# [Assignment]
Would you repeat all of the records underneath, exactly as written?

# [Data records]

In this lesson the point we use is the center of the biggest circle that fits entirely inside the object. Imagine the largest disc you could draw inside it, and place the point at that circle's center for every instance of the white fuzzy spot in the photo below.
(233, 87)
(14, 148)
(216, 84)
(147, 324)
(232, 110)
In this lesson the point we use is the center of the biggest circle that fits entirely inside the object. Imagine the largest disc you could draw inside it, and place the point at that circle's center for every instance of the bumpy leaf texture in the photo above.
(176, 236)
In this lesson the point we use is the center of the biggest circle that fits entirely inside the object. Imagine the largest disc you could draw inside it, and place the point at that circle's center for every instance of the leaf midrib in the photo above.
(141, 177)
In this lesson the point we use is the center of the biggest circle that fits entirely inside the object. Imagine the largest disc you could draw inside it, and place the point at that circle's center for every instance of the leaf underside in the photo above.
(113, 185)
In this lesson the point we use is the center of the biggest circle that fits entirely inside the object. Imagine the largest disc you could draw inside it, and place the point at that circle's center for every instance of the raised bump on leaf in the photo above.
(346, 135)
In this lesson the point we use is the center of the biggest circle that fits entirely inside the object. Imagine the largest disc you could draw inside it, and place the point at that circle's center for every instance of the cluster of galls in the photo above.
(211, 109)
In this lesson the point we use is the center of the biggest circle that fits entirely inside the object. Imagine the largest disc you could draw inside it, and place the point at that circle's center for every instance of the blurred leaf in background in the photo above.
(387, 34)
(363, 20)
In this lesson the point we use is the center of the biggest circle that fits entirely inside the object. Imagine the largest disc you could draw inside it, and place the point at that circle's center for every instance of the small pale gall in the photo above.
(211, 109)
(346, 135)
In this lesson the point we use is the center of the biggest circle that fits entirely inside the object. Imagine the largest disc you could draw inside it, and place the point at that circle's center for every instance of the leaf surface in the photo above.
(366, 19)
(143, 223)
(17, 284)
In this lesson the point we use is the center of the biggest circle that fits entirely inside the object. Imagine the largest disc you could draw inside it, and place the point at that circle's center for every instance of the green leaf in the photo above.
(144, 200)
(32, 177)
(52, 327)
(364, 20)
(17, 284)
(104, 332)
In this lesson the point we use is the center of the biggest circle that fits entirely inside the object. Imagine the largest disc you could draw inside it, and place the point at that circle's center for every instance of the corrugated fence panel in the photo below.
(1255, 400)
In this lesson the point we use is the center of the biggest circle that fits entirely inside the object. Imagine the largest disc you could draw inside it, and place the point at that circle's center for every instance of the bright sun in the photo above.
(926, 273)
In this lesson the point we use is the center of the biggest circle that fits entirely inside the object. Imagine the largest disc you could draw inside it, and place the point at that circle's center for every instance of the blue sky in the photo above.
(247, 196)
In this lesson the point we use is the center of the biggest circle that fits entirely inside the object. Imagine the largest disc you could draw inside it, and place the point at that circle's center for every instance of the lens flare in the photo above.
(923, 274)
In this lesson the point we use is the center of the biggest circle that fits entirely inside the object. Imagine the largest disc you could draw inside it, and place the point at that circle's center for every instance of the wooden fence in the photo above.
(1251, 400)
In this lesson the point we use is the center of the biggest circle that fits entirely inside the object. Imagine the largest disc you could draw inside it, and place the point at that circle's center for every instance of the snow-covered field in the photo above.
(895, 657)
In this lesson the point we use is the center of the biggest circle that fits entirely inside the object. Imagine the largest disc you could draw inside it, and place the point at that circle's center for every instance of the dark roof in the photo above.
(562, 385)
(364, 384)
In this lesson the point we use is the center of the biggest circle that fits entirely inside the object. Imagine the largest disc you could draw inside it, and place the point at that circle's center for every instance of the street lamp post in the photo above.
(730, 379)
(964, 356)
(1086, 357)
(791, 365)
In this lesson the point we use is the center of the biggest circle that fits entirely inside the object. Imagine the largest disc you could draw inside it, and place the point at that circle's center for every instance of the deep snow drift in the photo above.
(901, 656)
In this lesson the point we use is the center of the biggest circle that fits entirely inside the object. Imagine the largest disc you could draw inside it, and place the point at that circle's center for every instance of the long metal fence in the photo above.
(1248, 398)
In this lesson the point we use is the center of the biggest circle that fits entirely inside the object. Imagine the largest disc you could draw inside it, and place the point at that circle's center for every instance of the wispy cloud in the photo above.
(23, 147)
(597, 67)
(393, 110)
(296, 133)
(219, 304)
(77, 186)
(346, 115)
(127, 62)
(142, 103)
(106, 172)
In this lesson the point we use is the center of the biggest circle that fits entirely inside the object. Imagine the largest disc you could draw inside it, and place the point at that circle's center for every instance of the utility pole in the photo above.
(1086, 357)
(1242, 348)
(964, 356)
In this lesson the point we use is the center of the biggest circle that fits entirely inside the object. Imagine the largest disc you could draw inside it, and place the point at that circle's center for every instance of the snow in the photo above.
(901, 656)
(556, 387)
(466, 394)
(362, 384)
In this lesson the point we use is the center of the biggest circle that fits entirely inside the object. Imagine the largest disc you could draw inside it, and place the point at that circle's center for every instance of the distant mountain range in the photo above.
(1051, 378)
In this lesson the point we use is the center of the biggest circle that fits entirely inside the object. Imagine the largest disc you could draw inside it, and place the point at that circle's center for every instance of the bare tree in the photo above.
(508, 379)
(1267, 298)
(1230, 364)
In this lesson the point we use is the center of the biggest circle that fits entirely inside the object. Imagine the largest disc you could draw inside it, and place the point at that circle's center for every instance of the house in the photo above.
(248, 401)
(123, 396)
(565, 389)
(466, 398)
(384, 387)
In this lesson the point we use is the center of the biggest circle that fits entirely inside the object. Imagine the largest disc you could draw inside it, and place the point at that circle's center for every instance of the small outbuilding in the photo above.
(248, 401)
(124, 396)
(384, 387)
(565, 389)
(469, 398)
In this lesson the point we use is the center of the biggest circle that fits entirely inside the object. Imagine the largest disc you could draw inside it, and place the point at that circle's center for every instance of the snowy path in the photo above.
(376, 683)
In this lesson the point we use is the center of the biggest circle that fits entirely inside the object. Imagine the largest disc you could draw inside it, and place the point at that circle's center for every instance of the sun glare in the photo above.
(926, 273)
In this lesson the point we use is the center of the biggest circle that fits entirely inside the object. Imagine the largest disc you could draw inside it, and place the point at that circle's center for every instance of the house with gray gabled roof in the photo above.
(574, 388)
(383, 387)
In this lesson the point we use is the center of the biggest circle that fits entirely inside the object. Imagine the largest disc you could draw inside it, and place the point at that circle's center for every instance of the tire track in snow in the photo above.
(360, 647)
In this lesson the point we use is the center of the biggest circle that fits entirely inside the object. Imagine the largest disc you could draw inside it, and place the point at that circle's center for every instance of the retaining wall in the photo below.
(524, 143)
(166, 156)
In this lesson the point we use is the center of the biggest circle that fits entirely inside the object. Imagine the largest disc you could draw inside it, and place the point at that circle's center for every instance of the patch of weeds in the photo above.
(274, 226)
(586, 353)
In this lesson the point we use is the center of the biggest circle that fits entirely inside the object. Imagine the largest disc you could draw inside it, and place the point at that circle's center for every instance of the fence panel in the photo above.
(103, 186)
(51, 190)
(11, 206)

# [Task response]
In this lesson the point we use is the center of the biggest circle that fits entirely inside the object. Imagine the largest disc you could draw inside it, and place the point at that circle's center for every instance of the white fuzzy spot in the photo below.
(233, 87)
(14, 148)
(216, 84)
(147, 324)
(232, 110)
In this lesson the point we use is the center of the biggest circle that fits entirely inside the object. Imagine the largest disc you could draw inside it, and place the point at that circle's center for every instance of the bumpy leaf texture in the photo above.
(176, 236)
In this lesson the point we use is the center of the biggest circle that fits entirely inside the object. Imagine the largest disc you could draw inside it, and place the point at that circle's center for every instance of the leaf midrib in the photo above.
(141, 177)
In this lesson the point we use is the center of the biggest circle that fits entirely inside the object. Imagine the largest disc you could draw inside it, and place the point at that circle's center for every instance of the leaf underside in the photo above.
(113, 185)
In this lesson the point we use is the center of the biggest circle that fits entirely inside the object. Imagine the largest disc you could draw inside it, and place the point at that circle's center for every instance of the raised bump on leaf in the photo above.
(346, 135)
In this lesson the point we use is the center of the biggest circle that fits entirely inside the object. Imagine the largest disc you could draw inside it, and place the point at that circle's center for every instance of the cluster of galls in the photo above.
(211, 109)
In this lesson the point we use is the center of the biggest circle that fits entirely inside the object. Imagine the largest disc you could draw inside it, and place the point at that circle's center for every instance of the blurred leaf in background in the photo above.
(387, 34)
(363, 20)
In this lesson the point we use is the center of the biggest circle that fits entirely inside the object. Imagine the largest disc you could draw inside it, and place the point at that circle's center for every instance of the small pale gall in the photo above.
(211, 109)
(346, 135)
In this lesson the point we use is the center of the biggest circle that fits entirely inside the object. Imagine the largest disc you could draw inside it, and place the point at that circle's center for every instance of the leaf surface in the photo above.
(366, 19)
(143, 223)
(17, 284)
In this lesson the point we use is the center of the biggest circle that fits entirely inside the object. Imagine the largest disc you could draw inside it, and place the point at that circle's center for every instance of the green leaf in the photo above.
(144, 200)
(32, 177)
(52, 327)
(364, 20)
(17, 284)
(104, 332)
In this lesson the point we use is the center of the biggest circle that fits entirely inside the object. Imagine the largest disc you could draw inside it, and place the point at that circle's center for every instance of the corrugated fence panel in the photo below.
(1255, 400)
In this lesson the point we use is the center of the biggest circle that fits entirely inside the object. Imagine the largest disc you could draw inside it, and place the point at that circle's center for every instance of the bright sun in the photo above.
(926, 273)
In this lesson the point we use is the center of the biggest circle that fits entirely inside the object. Imagine the largest disc you could draw inside it, and place the point at that circle's center for every instance of the blue sky in the photo above.
(247, 196)
In this lesson the point we use is the center of the biggest circle that fits entirely inside the object. Imagine the largest disc you could draw inside it, and place the point at that circle's center for every instance of the lens flare in the photo above.
(923, 274)
In this lesson the point we use is the center of the biggest circle that fits entirely inside the object. Imagine the largest disc you could draw inside it, and place the point at that circle's center for every instance of the wooden fence in the photo above.
(1251, 400)
In this lesson the point we use is the center of the biggest circle that fits entirely inside the object. Imagine the largest disc you could draw inside it, and place the point at that circle's center for every instance of the snow-covered field in the photo above.
(895, 657)
In this lesson the point we use is the center of the biggest circle that fits entirely inside the object. Imagine the largest disc you could draw inside it, and place the point at that circle's center for every instance of the dark roof in the photo above.
(562, 385)
(364, 384)
In this lesson the point we use is the center of the biggest circle that fits entirely inside the object. Imagine the largest disc you could draw inside it, and place the point at that circle's center for every instance of the street lamp post in the photo above.
(730, 379)
(964, 356)
(1086, 357)
(791, 365)
In this lesson the point we use is the center of the biggest circle that fits entirely inside the object. Imagine the largest disc you could draw inside it, and place the point at that circle's center for every instance of the deep snow drift in the photo above.
(901, 656)
In this lesson the point we use is the center of the biggest circle that fits entirely inside the object. Imagine the largest disc you could draw inside it, and place the point at that circle's center for every instance of the long metal fence in the photo above.
(1248, 398)
In this lesson the point we use is the center of the biggest circle that fits entirely inside the object. Imagine the largest disc you could draw inside it, and place the point at that circle's center for every instance of the wispy cloud in the photo above.
(23, 147)
(597, 67)
(393, 110)
(296, 133)
(219, 304)
(77, 186)
(346, 115)
(127, 62)
(142, 103)
(106, 172)
In this lesson the point we use is the center of the biggest circle that fits entirely inside the object. Imagine the largest disc you could draw inside it, and place the point at that circle's center for every instance of the utility pole in the photo above.
(1086, 357)
(1242, 348)
(964, 356)
In this lesson the point we use is the center of the biggest circle that fits entirely inside the object. Imagine the largest disc you could draw inside it, and place the point at that circle's center for every instance of the snow in the photo above.
(901, 656)
(556, 387)
(466, 394)
(362, 384)
In this lesson the point we use is the center of the biggest circle that fits entirely inside the object. Imagine the largest disc you could draw inside it, and place the point at that circle's center for every instance of the distant mountain range in the photo above.
(1051, 378)
In this lesson the point we use is the center of the biggest circle that fits entirely inside the object. Imagine the largest disc you could draw inside it, and place the point at that circle's center for every instance of the bare tree in the photo above.
(508, 379)
(1267, 298)
(1230, 364)
In this lesson the point we use is the center of the biggest circle that fits entirely inside the object. Imagine the largest disc you could draw inside it, and place the point at that circle's center for every instance of the house in the photo above.
(248, 401)
(123, 396)
(565, 389)
(466, 398)
(384, 387)
In this lesson the point we use is the center of the biggest circle that fits entirely inside the object. Imagine the largest disc you could draw inside it, and place the point at that circle's center for every instance of the small outbuilding in the photo above.
(248, 401)
(124, 396)
(384, 387)
(565, 389)
(469, 398)
In this lesson the point we use is the center of the biggest circle that fits entirely inside the object. Imagine the largest disc you could draw inside it, and place the point at that circle's center for every instance of the snowy path in the photo above.
(376, 683)
In this lesson the point we use is the center of the biggest circle that fits entirely inside the object. Imagine the largest disc you could draw inside it, and place the point at that circle's center for every instance of the sun glare in the photo above.
(926, 273)
In this lesson the point we use is the center of the biggest circle that fits entirely inside the object. Imagine the largest disc you could draw inside it, and place the point at that circle's center for every instance of the house with gray gabled roof in the photo above.
(574, 388)
(383, 387)
In this lesson the point we use is the center of the biggest circle that fits entirely inside the object. Imagine the largest disc you could draw inside it, and place the point at that circle's center for every instance of the tire track in snow in the photo above.
(360, 647)
In this lesson the point we use is the center of the biggest circle that fits entirely inside the object. Imagine the largest disc you could draw inside it, and place the point at that circle's center for every instance of the retaining wall in the photo below.
(524, 143)
(166, 156)
In this lesson the point we use is the center of the biggest circle that fits entirely inside the object. Imagine the largest disc you could draw inside it, and place the point at that circle's center for every instance of the patch of weeds in the photo above.
(274, 226)
(586, 353)
In this lesson the point we use is the center of the biggest circle that fits entirely inside the object. Imagine the largest disc you could draw inside it, and place the point at that circle's center for every instance of the fence panel in the photo above.
(103, 186)
(51, 190)
(11, 206)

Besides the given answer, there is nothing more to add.